## Required action
Up to and including the line with "Target = camouflage cap", restate the records below word for word, beginning with their first line.

## Collection entries

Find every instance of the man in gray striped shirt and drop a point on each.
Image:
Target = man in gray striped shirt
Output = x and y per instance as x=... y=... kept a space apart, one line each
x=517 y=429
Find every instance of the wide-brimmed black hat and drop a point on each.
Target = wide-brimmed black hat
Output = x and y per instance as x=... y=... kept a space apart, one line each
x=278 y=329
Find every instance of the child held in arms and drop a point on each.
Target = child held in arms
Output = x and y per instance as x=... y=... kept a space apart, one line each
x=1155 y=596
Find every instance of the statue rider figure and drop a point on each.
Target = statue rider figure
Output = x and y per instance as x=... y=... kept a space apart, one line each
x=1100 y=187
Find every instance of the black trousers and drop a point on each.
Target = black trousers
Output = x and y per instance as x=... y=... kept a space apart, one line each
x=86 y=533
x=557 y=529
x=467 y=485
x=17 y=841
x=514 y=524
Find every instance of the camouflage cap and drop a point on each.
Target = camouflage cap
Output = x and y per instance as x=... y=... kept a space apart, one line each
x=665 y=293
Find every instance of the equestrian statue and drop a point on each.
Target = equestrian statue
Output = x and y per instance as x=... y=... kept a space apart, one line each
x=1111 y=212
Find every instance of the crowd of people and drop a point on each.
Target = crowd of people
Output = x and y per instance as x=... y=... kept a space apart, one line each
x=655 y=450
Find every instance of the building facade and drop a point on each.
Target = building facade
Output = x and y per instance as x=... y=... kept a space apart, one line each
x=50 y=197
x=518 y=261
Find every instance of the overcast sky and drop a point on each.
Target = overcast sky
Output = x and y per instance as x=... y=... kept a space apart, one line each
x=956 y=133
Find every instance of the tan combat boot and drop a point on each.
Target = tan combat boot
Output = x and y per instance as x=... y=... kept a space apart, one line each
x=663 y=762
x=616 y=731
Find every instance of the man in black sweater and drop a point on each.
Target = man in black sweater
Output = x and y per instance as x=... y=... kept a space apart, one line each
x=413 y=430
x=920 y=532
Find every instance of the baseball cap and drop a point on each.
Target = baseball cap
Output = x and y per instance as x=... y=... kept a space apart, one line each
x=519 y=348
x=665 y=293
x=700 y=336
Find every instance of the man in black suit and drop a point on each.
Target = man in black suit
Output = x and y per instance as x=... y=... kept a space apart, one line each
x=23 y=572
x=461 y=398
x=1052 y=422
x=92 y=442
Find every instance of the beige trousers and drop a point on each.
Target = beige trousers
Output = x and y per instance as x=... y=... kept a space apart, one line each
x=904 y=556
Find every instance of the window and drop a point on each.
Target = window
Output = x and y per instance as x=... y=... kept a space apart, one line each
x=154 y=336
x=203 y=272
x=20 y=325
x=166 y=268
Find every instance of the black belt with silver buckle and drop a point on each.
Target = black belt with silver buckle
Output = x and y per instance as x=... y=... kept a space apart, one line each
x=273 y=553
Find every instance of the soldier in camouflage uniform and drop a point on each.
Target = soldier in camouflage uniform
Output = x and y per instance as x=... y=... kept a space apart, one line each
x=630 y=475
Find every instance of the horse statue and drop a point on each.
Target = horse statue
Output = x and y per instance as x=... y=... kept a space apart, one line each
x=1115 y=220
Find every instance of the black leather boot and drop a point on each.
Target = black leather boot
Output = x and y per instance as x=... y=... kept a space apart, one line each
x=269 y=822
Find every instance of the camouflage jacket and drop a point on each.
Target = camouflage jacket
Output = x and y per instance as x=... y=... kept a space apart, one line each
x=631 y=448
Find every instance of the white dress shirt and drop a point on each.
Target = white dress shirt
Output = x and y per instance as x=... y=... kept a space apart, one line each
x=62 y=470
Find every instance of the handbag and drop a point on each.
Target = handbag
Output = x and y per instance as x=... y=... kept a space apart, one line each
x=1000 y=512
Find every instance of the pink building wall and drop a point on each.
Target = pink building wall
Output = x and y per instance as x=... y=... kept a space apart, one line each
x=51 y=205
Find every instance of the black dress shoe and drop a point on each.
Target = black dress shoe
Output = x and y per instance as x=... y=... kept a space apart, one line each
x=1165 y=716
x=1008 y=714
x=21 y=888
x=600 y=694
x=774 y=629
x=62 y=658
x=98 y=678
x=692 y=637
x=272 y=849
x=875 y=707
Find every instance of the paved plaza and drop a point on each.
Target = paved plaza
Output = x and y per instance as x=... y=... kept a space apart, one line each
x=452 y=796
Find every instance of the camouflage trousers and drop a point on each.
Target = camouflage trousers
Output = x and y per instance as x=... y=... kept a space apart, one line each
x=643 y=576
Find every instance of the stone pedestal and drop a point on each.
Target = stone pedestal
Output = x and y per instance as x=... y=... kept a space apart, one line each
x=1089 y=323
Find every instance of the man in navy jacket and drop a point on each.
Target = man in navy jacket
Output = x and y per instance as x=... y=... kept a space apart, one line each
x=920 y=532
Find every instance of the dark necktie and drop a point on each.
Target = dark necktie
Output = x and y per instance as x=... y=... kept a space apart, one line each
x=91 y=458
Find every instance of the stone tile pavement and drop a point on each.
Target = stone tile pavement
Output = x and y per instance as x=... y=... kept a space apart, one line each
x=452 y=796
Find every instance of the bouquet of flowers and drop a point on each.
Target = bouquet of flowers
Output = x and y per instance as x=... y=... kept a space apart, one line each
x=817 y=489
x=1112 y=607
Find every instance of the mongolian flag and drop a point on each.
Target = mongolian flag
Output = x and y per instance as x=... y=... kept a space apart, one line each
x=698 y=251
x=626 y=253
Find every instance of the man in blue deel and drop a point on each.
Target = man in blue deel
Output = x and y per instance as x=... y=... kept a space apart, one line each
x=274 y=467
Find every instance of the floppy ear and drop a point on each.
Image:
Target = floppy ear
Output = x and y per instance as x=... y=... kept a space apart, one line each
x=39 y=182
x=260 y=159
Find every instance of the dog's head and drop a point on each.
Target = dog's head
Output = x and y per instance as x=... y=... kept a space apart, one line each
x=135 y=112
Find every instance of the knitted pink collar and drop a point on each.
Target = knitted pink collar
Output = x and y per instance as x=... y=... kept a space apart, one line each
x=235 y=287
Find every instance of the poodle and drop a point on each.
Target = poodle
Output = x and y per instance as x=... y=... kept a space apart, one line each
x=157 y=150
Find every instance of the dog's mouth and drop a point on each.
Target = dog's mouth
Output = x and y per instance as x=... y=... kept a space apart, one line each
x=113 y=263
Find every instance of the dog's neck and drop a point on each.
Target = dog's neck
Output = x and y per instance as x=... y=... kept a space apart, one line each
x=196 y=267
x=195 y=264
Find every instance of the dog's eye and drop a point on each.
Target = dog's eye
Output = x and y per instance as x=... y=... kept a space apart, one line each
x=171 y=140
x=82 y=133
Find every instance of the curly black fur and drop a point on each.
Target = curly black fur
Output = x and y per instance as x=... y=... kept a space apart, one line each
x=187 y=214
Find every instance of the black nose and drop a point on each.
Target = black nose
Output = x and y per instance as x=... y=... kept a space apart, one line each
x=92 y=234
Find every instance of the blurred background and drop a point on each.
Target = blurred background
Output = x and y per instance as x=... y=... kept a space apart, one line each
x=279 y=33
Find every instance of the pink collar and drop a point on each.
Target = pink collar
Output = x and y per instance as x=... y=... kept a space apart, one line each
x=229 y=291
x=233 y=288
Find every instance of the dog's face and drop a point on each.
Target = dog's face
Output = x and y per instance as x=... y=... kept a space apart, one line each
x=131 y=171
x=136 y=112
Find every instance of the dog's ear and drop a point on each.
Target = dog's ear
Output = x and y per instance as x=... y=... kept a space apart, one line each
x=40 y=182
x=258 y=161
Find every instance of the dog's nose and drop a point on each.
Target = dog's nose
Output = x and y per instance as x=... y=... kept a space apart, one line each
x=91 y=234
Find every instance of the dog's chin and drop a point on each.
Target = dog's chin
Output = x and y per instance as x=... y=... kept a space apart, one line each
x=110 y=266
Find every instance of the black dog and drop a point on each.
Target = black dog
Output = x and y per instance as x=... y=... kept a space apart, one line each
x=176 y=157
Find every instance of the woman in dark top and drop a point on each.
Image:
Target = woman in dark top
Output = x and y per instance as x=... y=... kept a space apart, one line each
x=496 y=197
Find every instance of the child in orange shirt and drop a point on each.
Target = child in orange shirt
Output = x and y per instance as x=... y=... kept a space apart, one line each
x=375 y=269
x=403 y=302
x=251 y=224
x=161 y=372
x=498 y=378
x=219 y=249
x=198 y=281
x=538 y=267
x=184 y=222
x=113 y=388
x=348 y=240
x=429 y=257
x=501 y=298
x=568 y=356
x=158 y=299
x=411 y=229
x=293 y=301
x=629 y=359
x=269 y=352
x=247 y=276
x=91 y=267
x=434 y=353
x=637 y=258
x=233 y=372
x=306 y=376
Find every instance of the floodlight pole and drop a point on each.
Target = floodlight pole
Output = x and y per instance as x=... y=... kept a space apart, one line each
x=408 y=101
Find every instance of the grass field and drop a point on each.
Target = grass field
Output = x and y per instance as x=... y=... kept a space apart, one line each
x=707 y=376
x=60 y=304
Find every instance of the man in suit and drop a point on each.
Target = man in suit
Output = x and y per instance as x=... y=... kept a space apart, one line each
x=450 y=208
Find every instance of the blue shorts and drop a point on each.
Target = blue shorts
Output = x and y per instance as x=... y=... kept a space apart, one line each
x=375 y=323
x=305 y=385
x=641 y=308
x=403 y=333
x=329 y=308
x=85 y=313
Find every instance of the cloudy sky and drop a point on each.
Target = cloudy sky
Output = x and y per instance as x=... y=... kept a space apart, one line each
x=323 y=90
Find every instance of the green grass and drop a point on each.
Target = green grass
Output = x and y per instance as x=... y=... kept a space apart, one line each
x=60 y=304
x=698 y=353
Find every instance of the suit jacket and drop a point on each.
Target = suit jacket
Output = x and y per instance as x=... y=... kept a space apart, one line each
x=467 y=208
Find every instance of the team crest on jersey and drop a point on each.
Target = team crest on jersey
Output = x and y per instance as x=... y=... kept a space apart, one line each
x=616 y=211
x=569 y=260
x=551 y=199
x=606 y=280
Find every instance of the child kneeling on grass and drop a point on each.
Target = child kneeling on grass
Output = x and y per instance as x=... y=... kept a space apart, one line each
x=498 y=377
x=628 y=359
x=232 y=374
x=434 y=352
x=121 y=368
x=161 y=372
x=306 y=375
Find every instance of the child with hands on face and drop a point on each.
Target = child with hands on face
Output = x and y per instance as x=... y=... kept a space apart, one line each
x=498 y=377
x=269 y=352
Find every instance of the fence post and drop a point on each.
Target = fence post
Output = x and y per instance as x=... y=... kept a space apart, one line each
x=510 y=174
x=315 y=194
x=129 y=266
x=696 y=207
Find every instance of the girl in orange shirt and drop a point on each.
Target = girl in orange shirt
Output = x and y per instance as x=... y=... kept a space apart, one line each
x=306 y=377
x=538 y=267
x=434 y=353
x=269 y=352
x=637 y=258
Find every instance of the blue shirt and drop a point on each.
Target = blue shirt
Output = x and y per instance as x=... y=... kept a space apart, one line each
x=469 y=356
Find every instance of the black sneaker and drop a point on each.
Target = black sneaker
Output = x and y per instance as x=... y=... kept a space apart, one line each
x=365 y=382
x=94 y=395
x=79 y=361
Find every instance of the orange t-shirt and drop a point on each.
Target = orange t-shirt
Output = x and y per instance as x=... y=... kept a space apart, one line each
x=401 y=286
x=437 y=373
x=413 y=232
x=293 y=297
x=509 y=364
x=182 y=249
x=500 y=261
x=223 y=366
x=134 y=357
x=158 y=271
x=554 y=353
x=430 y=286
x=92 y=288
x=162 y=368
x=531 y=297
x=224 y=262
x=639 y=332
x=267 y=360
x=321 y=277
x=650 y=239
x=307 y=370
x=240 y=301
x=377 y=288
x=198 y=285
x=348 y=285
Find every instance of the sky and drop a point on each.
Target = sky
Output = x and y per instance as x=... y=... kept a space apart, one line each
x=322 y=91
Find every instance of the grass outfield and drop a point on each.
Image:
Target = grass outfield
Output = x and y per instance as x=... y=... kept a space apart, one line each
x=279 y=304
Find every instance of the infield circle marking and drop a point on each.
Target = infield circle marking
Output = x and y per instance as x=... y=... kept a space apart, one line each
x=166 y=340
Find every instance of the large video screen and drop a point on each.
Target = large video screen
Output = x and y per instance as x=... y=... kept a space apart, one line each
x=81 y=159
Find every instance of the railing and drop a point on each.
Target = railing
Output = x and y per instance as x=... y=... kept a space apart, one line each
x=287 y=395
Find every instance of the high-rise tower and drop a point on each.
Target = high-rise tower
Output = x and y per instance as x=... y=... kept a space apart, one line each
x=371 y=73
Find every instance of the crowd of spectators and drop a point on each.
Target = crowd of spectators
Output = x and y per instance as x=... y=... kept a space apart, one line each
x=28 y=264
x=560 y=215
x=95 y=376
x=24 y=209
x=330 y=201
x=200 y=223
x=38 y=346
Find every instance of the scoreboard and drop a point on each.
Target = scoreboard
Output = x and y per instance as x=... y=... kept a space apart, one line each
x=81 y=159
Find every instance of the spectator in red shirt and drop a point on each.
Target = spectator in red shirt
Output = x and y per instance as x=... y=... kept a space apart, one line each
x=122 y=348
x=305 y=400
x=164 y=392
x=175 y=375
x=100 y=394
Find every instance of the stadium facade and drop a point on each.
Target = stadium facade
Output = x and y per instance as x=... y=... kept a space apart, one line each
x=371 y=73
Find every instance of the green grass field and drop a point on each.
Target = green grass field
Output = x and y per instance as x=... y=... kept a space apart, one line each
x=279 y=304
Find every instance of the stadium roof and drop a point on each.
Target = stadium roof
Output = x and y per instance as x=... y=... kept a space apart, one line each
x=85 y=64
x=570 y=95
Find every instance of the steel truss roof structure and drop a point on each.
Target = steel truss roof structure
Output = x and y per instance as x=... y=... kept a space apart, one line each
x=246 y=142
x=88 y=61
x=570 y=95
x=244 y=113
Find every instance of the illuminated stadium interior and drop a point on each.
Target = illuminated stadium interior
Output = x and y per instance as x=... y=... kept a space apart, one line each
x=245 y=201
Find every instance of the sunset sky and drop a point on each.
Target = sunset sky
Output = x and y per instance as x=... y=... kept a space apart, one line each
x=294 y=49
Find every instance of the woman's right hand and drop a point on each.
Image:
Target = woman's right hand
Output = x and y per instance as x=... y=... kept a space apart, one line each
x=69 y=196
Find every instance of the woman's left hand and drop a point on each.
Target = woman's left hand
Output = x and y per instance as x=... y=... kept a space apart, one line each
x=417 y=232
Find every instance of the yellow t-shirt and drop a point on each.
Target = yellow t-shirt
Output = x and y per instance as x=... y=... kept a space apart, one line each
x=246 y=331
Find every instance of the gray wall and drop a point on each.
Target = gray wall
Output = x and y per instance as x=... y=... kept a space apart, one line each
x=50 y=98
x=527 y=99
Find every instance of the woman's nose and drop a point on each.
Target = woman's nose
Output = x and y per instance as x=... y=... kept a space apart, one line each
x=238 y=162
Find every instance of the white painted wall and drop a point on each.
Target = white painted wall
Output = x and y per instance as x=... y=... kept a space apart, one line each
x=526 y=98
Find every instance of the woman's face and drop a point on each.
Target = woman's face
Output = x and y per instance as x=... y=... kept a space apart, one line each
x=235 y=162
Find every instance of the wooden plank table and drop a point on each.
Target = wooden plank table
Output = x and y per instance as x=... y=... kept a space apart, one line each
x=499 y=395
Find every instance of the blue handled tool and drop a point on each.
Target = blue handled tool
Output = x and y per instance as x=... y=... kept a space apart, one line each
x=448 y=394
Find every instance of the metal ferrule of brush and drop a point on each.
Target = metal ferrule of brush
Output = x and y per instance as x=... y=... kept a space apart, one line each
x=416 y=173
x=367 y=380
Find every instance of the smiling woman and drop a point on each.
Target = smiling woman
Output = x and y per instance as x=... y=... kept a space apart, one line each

## Answer space
Find every instance of the man in gray striped shirt and drop a point on each.
Image:
Target = man in gray striped shirt
Output = x and y per instance as x=... y=... kept a space apart, one line each
x=517 y=429
Find every instance of the wide-brimmed black hat and drop a point on each.
Target = wide-brimmed black hat
Output = x and y per instance as x=... y=... kept a space apart, one line each
x=278 y=329
Find every instance of the child held in arms and drop a point on each.
Target = child held in arms
Output = x and y per instance as x=... y=... kept a space apart, one line each
x=1155 y=596
Find every instance of the statue rider figure and drop a point on each.
Target = statue rider figure
Output = x and y per instance as x=... y=... kept a space apart, one line each
x=1100 y=187
Find every instance of the black trousers and drop a point on each.
Target = black trousers
Output = x and y per instance as x=... y=... kept a space apart, one line each
x=86 y=533
x=557 y=529
x=467 y=485
x=17 y=841
x=514 y=524
Find every instance of the camouflage cap and drop a point on each.
Target = camouflage cap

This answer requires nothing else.